> **Exercise**:
Show each line of the records below that contains the word "white", copying every such line in full. Letter case counts.

::::

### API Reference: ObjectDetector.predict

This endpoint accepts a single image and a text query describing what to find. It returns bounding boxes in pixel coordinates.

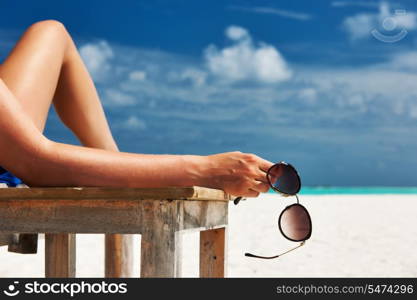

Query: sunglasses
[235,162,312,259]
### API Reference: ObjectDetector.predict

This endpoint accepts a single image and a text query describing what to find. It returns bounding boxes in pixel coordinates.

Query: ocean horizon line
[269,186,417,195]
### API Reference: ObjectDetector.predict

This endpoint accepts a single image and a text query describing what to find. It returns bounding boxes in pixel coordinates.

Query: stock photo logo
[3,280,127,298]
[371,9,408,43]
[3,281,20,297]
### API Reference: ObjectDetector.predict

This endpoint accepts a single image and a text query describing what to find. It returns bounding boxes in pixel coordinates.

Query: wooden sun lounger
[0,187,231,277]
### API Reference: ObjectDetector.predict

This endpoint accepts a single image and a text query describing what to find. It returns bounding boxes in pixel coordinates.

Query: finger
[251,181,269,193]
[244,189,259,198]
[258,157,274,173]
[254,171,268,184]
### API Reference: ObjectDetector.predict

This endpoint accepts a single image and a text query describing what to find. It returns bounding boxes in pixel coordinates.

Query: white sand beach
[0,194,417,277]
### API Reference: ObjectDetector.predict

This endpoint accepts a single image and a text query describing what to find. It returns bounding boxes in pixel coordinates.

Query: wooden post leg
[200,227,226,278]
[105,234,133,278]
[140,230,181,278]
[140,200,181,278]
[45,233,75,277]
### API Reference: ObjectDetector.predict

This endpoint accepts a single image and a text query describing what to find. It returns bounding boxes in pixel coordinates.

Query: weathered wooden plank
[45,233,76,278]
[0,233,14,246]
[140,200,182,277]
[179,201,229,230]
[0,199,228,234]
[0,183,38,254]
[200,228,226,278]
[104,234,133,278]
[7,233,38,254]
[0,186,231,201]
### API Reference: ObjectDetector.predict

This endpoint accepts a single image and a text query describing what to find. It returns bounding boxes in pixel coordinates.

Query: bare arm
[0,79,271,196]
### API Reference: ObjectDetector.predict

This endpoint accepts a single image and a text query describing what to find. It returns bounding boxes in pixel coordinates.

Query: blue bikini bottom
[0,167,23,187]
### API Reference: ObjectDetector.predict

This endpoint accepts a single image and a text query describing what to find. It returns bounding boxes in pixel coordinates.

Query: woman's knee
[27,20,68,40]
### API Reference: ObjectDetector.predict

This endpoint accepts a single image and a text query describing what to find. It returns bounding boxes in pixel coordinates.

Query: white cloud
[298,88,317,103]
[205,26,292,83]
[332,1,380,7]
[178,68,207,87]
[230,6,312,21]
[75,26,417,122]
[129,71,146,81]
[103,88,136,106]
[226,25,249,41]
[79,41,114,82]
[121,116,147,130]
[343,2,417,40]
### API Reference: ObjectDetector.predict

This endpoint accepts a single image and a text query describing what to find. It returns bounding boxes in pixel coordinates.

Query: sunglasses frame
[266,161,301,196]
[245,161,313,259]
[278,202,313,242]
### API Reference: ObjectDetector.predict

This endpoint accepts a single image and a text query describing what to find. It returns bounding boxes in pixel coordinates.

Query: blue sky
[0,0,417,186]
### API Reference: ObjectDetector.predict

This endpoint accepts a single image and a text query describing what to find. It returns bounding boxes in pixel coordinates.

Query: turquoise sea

::::

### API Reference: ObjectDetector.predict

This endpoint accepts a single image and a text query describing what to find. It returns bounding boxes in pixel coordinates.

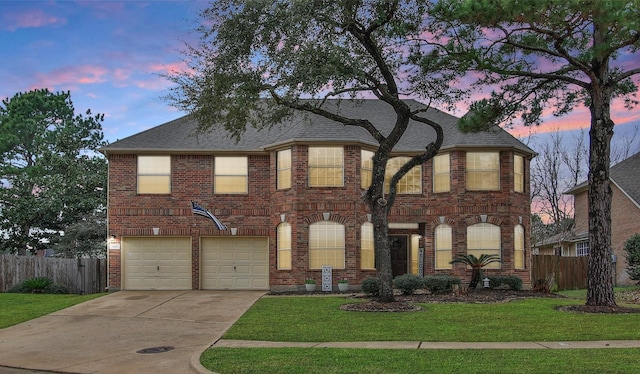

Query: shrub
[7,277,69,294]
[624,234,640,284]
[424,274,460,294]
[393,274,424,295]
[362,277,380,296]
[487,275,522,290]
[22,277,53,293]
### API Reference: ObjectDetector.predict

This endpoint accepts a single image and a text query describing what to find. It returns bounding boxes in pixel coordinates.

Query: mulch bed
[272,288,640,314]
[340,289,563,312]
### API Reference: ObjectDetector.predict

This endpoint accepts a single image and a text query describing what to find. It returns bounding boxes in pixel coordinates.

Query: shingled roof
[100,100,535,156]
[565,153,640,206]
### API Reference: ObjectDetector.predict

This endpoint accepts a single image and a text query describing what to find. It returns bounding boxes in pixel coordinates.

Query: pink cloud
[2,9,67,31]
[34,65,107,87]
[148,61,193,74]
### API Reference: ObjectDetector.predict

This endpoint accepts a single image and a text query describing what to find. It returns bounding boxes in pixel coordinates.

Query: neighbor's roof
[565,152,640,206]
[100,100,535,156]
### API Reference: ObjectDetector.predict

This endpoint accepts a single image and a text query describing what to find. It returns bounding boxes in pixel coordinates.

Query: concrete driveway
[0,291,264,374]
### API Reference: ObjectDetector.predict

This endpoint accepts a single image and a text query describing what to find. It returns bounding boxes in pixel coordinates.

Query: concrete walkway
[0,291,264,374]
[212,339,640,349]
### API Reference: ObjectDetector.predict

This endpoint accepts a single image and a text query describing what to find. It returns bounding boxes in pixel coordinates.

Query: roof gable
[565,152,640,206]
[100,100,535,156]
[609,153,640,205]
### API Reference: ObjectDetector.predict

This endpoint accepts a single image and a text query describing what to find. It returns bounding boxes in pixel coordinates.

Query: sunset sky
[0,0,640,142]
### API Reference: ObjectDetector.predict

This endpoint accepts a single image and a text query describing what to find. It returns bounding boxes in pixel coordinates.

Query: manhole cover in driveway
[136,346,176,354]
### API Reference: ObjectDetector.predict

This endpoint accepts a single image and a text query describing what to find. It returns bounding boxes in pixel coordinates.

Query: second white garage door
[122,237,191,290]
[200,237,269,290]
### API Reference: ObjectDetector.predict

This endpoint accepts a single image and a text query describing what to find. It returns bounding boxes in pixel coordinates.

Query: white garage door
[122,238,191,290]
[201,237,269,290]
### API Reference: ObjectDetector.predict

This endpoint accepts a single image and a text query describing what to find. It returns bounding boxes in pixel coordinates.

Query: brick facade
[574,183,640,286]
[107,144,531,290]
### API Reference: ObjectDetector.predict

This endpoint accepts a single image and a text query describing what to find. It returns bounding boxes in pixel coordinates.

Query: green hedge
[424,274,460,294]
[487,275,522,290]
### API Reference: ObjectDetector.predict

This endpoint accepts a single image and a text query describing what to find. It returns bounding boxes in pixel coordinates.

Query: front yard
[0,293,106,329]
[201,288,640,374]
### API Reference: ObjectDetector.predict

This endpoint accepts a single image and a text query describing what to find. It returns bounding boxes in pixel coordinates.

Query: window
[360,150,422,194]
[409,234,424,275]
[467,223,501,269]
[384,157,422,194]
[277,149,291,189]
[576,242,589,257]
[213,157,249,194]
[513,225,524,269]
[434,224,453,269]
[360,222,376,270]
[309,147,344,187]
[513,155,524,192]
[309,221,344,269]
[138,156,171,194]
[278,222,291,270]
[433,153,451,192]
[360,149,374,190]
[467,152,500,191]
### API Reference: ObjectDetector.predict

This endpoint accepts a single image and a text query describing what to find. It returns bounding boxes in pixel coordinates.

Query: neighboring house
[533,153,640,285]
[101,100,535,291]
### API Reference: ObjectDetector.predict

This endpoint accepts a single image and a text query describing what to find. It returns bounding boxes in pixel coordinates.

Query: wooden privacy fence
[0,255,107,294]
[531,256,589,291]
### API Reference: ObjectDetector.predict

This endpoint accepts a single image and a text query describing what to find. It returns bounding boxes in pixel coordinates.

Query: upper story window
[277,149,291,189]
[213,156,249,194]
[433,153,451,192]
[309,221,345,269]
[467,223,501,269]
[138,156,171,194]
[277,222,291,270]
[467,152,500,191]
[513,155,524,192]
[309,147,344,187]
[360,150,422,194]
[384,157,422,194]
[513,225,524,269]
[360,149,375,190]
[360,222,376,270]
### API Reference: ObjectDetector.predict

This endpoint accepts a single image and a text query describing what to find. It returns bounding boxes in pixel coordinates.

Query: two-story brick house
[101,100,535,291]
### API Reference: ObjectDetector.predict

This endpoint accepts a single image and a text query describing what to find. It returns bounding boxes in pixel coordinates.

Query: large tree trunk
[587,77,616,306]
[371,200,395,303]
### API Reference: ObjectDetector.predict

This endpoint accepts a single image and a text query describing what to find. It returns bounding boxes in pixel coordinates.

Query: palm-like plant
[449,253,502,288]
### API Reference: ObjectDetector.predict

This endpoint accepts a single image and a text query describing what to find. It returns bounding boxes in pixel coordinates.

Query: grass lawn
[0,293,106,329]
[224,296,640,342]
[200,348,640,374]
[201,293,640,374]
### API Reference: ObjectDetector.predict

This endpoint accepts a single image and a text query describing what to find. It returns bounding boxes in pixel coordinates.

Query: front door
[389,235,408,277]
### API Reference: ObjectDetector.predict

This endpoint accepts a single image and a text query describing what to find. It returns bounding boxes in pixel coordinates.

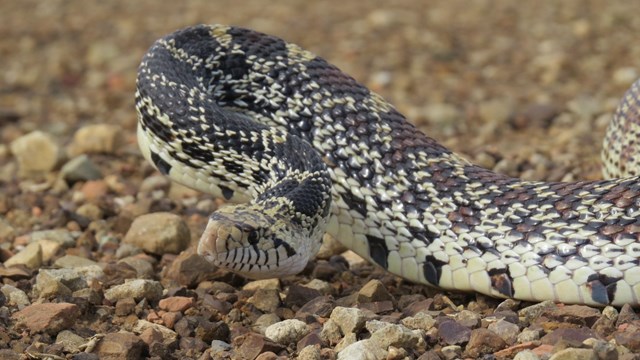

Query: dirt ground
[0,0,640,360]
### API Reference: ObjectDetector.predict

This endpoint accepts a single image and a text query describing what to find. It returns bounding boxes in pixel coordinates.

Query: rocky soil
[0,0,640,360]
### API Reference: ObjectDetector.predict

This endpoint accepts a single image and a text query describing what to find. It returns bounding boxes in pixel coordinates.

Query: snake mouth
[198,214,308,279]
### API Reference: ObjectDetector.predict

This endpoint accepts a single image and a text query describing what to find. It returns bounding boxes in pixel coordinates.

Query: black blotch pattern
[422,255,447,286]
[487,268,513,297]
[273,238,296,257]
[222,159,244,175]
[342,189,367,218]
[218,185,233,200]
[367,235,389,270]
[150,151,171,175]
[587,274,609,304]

::::

> **Right answer**:
Query: white sand beach
Query: white cloud
Query: second white garage door
Query: white garage door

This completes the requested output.